#### RECORDS SUPPLIED
-- BEGIN --

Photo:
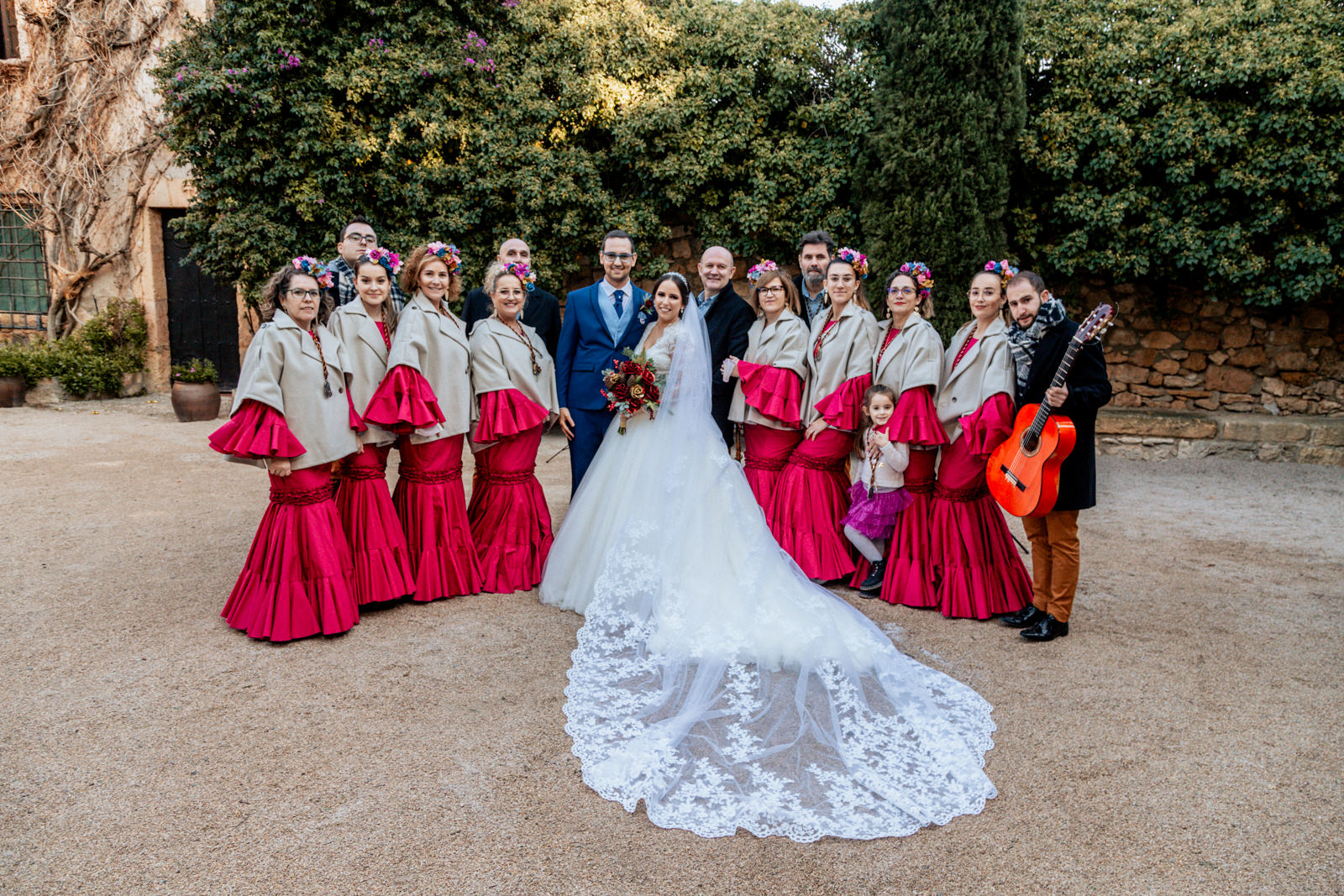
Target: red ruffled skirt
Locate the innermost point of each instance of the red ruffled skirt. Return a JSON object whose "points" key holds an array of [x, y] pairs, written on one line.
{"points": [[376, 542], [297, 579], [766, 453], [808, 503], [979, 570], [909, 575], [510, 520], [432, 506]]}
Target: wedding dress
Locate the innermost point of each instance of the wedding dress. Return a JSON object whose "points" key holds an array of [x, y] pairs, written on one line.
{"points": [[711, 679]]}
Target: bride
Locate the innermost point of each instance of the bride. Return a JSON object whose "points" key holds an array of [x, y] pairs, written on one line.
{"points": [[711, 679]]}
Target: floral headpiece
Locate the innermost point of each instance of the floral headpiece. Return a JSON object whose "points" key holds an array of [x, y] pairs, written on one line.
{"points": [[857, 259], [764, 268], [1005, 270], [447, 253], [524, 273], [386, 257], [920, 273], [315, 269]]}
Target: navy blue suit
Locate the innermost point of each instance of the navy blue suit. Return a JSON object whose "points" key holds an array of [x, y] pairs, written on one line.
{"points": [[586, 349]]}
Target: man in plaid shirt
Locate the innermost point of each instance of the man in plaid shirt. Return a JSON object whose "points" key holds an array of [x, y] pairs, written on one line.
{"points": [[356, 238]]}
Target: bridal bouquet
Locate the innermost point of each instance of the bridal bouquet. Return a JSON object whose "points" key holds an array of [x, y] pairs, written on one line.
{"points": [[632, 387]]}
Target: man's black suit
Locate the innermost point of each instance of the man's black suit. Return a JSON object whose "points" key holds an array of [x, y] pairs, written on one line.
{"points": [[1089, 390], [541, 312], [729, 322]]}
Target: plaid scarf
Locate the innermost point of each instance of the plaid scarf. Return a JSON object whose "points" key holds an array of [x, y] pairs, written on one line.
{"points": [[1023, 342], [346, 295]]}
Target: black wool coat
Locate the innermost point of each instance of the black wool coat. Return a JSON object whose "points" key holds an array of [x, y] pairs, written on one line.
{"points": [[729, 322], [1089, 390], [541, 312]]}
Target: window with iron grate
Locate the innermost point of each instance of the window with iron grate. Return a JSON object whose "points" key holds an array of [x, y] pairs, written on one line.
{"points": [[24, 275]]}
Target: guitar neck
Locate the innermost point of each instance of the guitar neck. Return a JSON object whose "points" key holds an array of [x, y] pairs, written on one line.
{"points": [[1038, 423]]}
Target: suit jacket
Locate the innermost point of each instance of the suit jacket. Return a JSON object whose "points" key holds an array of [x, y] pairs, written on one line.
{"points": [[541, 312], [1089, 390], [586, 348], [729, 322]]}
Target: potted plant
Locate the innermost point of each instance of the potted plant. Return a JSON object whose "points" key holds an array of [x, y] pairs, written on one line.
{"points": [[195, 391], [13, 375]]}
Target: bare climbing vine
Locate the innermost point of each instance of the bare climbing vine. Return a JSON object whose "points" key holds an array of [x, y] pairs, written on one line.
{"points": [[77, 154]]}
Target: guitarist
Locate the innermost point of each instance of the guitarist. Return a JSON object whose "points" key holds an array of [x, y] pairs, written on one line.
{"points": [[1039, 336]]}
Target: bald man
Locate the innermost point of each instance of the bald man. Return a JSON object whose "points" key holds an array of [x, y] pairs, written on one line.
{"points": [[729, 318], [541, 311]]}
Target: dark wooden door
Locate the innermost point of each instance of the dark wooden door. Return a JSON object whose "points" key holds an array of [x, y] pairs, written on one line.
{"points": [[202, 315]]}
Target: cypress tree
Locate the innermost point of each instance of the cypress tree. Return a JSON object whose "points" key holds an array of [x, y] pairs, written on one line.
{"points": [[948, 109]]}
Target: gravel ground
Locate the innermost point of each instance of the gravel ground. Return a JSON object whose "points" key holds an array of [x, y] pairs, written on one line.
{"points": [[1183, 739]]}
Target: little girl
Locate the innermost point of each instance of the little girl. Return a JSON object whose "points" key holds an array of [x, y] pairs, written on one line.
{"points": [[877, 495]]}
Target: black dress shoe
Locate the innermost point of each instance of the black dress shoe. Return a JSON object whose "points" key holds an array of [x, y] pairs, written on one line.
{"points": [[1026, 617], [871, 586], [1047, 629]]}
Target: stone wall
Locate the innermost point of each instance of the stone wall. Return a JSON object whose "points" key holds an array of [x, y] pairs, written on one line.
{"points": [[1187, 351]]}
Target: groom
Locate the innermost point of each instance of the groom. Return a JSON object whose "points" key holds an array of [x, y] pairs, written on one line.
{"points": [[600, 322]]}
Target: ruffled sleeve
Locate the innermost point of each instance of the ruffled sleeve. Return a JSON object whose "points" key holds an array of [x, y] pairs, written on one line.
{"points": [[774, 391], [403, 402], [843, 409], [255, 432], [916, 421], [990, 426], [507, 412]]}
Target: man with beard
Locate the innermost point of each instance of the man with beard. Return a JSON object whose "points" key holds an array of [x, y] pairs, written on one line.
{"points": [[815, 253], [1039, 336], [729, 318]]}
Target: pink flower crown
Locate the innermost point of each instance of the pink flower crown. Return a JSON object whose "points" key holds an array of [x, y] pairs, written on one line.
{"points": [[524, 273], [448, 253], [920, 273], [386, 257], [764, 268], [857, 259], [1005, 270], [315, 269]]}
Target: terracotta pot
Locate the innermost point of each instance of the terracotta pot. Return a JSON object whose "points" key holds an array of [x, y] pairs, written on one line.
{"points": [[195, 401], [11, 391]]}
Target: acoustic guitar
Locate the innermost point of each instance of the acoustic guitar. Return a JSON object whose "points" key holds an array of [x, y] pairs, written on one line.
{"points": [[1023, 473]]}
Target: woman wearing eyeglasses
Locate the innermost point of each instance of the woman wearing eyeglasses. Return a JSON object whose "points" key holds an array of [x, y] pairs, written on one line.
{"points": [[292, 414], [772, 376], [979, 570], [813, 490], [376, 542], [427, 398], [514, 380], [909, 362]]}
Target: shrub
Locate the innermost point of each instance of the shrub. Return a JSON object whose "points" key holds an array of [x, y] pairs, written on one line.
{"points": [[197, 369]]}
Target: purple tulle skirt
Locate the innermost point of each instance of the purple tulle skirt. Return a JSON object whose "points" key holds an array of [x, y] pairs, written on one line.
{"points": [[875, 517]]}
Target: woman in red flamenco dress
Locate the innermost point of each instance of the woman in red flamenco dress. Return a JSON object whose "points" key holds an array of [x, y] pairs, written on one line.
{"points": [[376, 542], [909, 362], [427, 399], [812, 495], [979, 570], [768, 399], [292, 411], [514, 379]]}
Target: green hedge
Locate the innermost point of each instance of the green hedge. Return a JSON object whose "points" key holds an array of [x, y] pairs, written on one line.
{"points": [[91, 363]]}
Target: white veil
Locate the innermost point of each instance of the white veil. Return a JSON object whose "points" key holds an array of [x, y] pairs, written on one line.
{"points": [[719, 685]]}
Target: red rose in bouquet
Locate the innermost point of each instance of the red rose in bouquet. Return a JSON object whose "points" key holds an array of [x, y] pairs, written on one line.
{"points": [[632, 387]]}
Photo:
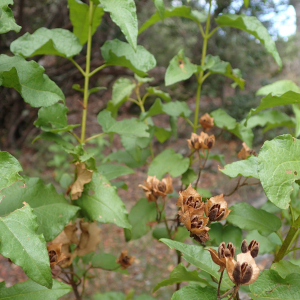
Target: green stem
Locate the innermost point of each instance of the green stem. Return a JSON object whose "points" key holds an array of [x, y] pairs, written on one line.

-- END --

#### SET PROBLEM
Pictures are not part of the copy; reproduce everything else in the records exactly.

#### TASK RESPONSE
Photo:
Target: red ruffled skirt
Locate the innermost point of each instance of the red ruffled skirt. Return a JSON object whose "points" key holds an array of [x, y] pairs, written on one line.
{"points": [[376, 542], [297, 579], [766, 453], [808, 503], [979, 570], [909, 575], [510, 520], [432, 506]]}
Target: wedding dress
Locate the innermost point of each instance of the wedding dress. Return a JSON object whose "points" key holds an array of [x, y] pairs, written on one line.
{"points": [[711, 679]]}
Target: bride
Locate the innermost point of each instance of the bride. Return a JSON object whose "points" key holds an array of [x, y] pairs, written on one line.
{"points": [[711, 679]]}
Target: floral headpiece
Locate the innermost point of each instance of the floral headpiece. Return a JSON object whose "points" key holds an array of [x, y] pairs, written on one line.
{"points": [[857, 259], [764, 268], [1005, 270], [447, 253], [524, 273], [386, 257], [920, 273], [315, 269]]}
Target: navy blue suit
Locate the innermost point of each instance of the navy blue suit. Return a JSON object whose "points" key holds an array of [x, y] pairs, written on one line.
{"points": [[586, 349]]}
Target: man in plaid shirt
Locate the innermost point of each instance of the man in plaid shirt. Return a JSON object whose "points" key holds an array of [x, y] pairs, written on one line.
{"points": [[356, 238]]}
Target: bridal bouquet
Locate the innermost point of each instance of the bridal bouquet. Return a JSON object whose "points" key holds an array of [x, y] pairs, written on one line.
{"points": [[632, 387]]}
Target: man's black suit
Locate the innermost point of each instance of the man's black suit. Return a JSON object whose "points" key holds an array of [x, y] pairs, written on one line.
{"points": [[1089, 390], [541, 312], [729, 322]]}
Target: plaid scarf
Locate the innermost point of each instance of the plaid scarf. Return a JSON object whose "points" key holds an array of [x, y] pairs, written on one line.
{"points": [[1023, 342], [346, 295]]}
Target: black wool coat
Locate the innermost point of each instance of the black wool coat. Return a JSON object whose "points" key holds an array of [x, y] pairs, written on one line.
{"points": [[729, 322], [1089, 390], [541, 312]]}
Target: window with iron grate
Locate the innermost point of each instance of the window with iron grate. Return a JSON object whose "points" key holds an array of [x, y] pairs, written on one line.
{"points": [[24, 275]]}
Target: guitar neck
Locate the innermost point of each instance of the guitar neck. Return a JSON object whose "points" key holds an array of [x, y] pairs, written on one line.
{"points": [[1038, 423]]}
Target: suit jacket
Locate the innermost point of each instance of the suit jacket. Return a JSON object whose "points" key holds an array of [x, y] pairs, written on one line.
{"points": [[541, 312], [1089, 390], [586, 348], [729, 322]]}
Target: potted plant
Locate the innermost point of each instance of the potted plant. Return a JSON object whose "points" key holds an array of [x, y] pairs, written on one line.
{"points": [[195, 391], [13, 375]]}
Target: bare climbing vine
Locate the innermost point of each instance of the bare climbing vine. Return a JSON object whose "points" key holds an array of [x, y] pairs, written on one line.
{"points": [[77, 154]]}
Target: guitarist
Locate the innermost point of each instance of the guitarist. Return a JSON object whose "points" key holds an array of [x, y] pairs, written on one line.
{"points": [[1039, 336]]}
Target: bald man
Locate the innermost point of each instance of the bald man. Return a JSON object whose "points" key holds an array of [x, y] pairs, written on one line.
{"points": [[729, 318], [541, 311]]}
Target: dark wooden door
Locate the innermost point of each instance of the dark wooden door. Return a JSON object whose "points" key holds an array of [x, y] pairs, written on one line.
{"points": [[202, 315]]}
Target: cypress tree
Locate the innermost point of each instance of the cypress tree. Return a JSON object whose "points" key holds an array of [x, y] pairs, written on one line.
{"points": [[948, 109]]}
Target: gravel ground
Locate the innermost point of each instance of the gravel ground. Return a JSON object whose "points" key holds an array of [x, y] pairs, written on one line.
{"points": [[1183, 739]]}
Target: little girl
Locate the innermost point of each instance of the little girl. Return a JSON object whose "points" key holds an array of [x, y] pairs, written on one line.
{"points": [[877, 495]]}
Target: black dress shoe
Locate the innermost point of each instance of the black dress shoe. Return a JSON object whose "points" key holds an array of [x, y] pairs, written on one line.
{"points": [[1026, 617], [871, 586], [1047, 629]]}
Target: stone wall
Locate the innermost point of each instance of the stone wall. Return a JSON object whose "points" key holds an array of [x, y] pairs, written on one line.
{"points": [[1187, 351]]}
Target: groom
Locate the innermost point of each instance of the groom. Return a JSON object whose "points" key holds an array of [x, y] pairs, written on one line.
{"points": [[600, 322]]}
Target: ruffled sleeve
Locate the innermost point of each instance of the ruffled sleeve. Return a JSON object whose "points" key holds an array of [x, y] pairs, written on one line.
{"points": [[774, 391], [403, 402], [843, 409], [255, 432], [916, 421], [990, 426], [507, 412]]}
Target: man with beard
Locate the innermost point of each instance of the man with beard. Return a JSON object whose "points" key holds an array of [x, y] pairs, written on one line.
{"points": [[815, 253], [1039, 336], [729, 318]]}
Target: pink flower crown
Locate the innermost point of each instance of the pink flower crown. Return a JSON object whose "points" key holds an array of [x, y] pairs, written on one line.
{"points": [[524, 273], [448, 253], [920, 273], [386, 257], [764, 268], [857, 259], [1005, 270], [315, 269]]}
Target: terracotta pot
Locate the innermost point of each instance of the terracotta pot. Return a JSON object whose "points" key holds an array of [x, y] pairs, written on one line.
{"points": [[195, 401], [11, 391]]}
Target: acoustic guitar
Locate the innermost point of each instance of the acoustic guitar. Return a JSON object whose "points" key holds an array of [x, y] pairs, written on one line.
{"points": [[1023, 473]]}
Target: woman wearing eyeglasses
Locate the innermost point of each instance of the woman wearing eyeglasses. Return a JSON object whose "points" key holds an array of [x, y] pairs, written on one line.
{"points": [[292, 414], [772, 376], [979, 570], [813, 490], [376, 542], [427, 398], [514, 380], [909, 362]]}
Target: shrub
Locate the innermost point of each instance of the shrub. Return a JSON object whose "points" key holds an array of [x, y] pairs, written on one line.
{"points": [[197, 369]]}
Target: purple tulle skirt
Locate the innermost point of each instance of the purple tulle skirt. Return a JSON object whose "points" key holds an array of [x, y] pairs, written on one line.
{"points": [[875, 517]]}
Target: woman in red flamenco dress
Locate the innermost point of each instance of the woman in red flamenco dress. Return a JSON object whose "points" key holds an array of [x, y] pairs, written on one line.
{"points": [[376, 542], [909, 362], [427, 399], [812, 495], [979, 570], [768, 399], [292, 411], [514, 379]]}
Target: green hedge
Locate the innermost point of each instance of the green hedge. Return a JSON object whose "points" key holds an array of [x, y] pairs, written on one line.
{"points": [[91, 363]]}
Target: white veil
Locate the innermost point of each instance of the white veil. Return a JSON object whose "points" key holds an array of [x, y] pairs, written on one line.
{"points": [[719, 685]]}
Target: red rose in bouquet
Locate the innermost point of each instance of the red rose in bouquet. Return a JSON object whose "points" key holds an array of [x, y] pairs, written on one line.
{"points": [[632, 387]]}
Photo:
Target: green stem
Locate the innermost point of each instance of the green stem. Return a JSON object whose "points" key holds an array of [x, y] pairs, written on one line.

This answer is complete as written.